> Data listing:
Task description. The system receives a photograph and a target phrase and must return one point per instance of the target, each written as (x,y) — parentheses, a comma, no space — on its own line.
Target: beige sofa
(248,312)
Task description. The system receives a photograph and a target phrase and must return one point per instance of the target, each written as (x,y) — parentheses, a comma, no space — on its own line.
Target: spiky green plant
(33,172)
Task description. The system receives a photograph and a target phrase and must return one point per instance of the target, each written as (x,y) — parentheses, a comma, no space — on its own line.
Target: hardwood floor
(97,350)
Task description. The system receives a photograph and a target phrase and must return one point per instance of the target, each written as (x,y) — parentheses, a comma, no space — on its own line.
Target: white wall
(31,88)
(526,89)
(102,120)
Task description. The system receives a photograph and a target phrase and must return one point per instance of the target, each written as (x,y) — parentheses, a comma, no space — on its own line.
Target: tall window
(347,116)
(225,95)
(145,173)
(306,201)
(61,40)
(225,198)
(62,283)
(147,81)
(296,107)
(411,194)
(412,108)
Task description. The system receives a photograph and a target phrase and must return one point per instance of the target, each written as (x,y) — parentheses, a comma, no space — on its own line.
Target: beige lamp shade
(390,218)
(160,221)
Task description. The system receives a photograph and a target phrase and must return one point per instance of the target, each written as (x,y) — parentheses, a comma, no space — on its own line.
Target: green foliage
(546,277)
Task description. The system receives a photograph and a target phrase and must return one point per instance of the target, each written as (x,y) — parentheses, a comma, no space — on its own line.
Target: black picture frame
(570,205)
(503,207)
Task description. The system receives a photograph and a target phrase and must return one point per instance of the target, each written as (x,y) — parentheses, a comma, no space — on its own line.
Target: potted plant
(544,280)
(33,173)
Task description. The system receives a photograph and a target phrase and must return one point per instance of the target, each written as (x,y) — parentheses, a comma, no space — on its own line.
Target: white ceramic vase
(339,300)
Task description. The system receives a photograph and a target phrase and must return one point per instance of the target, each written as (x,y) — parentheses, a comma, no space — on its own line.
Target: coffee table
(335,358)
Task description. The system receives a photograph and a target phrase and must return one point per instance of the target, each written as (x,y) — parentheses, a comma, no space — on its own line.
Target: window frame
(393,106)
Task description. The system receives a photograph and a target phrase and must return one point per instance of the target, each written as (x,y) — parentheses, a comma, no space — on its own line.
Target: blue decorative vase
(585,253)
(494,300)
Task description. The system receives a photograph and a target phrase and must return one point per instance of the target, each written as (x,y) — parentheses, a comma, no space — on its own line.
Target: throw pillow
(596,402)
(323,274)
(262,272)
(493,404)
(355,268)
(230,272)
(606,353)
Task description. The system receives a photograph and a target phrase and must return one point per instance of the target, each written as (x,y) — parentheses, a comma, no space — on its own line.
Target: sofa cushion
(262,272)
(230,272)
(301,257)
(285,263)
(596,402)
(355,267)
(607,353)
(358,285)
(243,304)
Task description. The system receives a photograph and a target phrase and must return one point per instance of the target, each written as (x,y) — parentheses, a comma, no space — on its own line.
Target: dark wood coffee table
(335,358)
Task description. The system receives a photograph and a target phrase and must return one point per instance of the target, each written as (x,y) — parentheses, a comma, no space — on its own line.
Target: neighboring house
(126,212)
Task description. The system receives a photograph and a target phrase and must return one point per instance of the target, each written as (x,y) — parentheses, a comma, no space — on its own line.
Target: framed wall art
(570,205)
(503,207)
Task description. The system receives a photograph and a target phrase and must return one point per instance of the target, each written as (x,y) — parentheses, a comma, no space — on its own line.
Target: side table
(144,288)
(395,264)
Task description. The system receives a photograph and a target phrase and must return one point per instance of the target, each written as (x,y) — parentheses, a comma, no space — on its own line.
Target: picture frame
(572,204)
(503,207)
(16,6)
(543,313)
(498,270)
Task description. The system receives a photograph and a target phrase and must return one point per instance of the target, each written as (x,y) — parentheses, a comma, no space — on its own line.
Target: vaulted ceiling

> Problem requirements: Repeat the data precisely, reproducing every entry.

> Exercise answer:
Task description. The system receives a photograph and a target phrase and must return one point per instance of the target, each written as (x,y) — parentheses, a comma, no space — on its own line.
Target: beige sofa
(248,312)
Task description. The system receives a photograph and a target phrase and must return one point per instance of the target, each written as (x,y) — parentheses, a comma, no space — on its own line.
Target: spiky green plant
(33,172)
Task description. The system receives a photograph and a target phrase and must return one point per instance of the target, each written as (x,y) — parentheses, a comma, no space — on its own line.
Target: hardwood floor
(97,350)
Task description. The system receives a photograph and a target phrase and must return one point per instance of the target, each written as (x,y) — parentheses, a comma, no space — on its own line.
Target: white wall
(31,88)
(526,89)
(102,120)
Task description. The system receives a photograph and a target phrase and must return one point per instance of the target, each written as (x,y) — parentheses, a comma, no space — on its own line.
Target: tall window
(347,116)
(225,95)
(145,173)
(306,201)
(61,40)
(225,198)
(62,283)
(147,81)
(296,107)
(411,194)
(412,108)
Task description. The system receives a photograph and a target phrase and must return one point per instance of the target, each written as (x,y) — parentheses, a comma, no space — on its own line.
Target: beige lamp shade
(390,218)
(160,221)
Task description. The system receives a photograph and a target phrase and must return one point per instance of the target, each written as (x,y) — parentheses, a comma, no space — on its own line.
Target: green foliage
(546,277)
Task description. The system receives a photograph and a target phrase and must return one point per instance of the target, each written as (x,y) — parentheses, a comma, no space — on its own line.
Target: black picture frame
(570,205)
(503,207)
Task description. The system receives a photograph and a target phrase and must return one point per instance of the target, each written as (x,y) — parentheses, a comma, no space — on its own line.
Target: potted plant
(544,280)
(33,173)
Task description. The system receives a photograph and a target phrase and must return one point per instance of the target, each written as (x,y) — parentheses, a comma, no space — on its own line.
Target: white ceramic vase
(339,300)
Task description. The system receives a photograph and a target phrase and must return one point per instance of the target, each written as (x,y) — parentheses, a comma, no space — on its own line.
Target: coffee table
(335,358)
Task description. The system receives a photograph and a target phrase and must return one point per instance of the target, each written as (x,y) — parentheses, a comma, no space — on its own line.
Target: window frame
(393,106)
Task description. The system receives a photograph and a target phrase and must return one point per instance of the target, each written as (x,y) — parentheses, a comma, no space — on its own line.
Target: blue decorative vase
(585,253)
(494,300)
Task description. The system receives a photograph and a target phrase and must return one point per instance of the target, each written as (x,y) — parentheses, a comma, no space — on its own line.
Target: throw pillow
(596,402)
(323,274)
(262,272)
(493,404)
(355,268)
(230,272)
(606,353)
Task description. The system receives a photograph and a target phrase and must return one point per instance of the target, each written as (x,y) — parentheses, a comma, no space — on its own line.
Target: sofa cushion
(262,272)
(230,272)
(301,257)
(285,263)
(596,402)
(355,267)
(607,353)
(358,285)
(243,304)
Task description. The system receives a photograph and a target phrase and must return one point per instance of the target, each written as (x,y) — parentheses, a comma, no space — on its own line.
Target: dark wood coffee table
(335,358)
Task description. The system receives a photograph and a target phrase and must return one point per instance of the target, each written as (x,y) — parentheses, a comma, no space — on its own line.
Target: neighboring house
(126,212)
Task description. The system receives a photograph and a target phrase and must return one point per instance of the target, each written as (x,y) — parentheses, a comma, no space — on its own line.
Target: framed wall art
(570,205)
(503,207)
Task description. The system receives a photograph and a target phrase and must return one point per instance of the target, each written as (x,y) — parentheses, a comma, no space — on its own line.
Target: side table
(144,288)
(395,264)
Task description. The system receives a photograph and a target phrase and must return one point per instance of the target, each written as (x,y) — parentheses, a comma, no space — on its own line.
Target: picture frame
(572,204)
(503,207)
(16,6)
(543,313)
(498,270)
Task description. The system receives a photograph and a target phrase and must return one point per instance of the target, each written as (x,y) — parentheses, a comma, no space — on its own line.
Target: vaulted ceiling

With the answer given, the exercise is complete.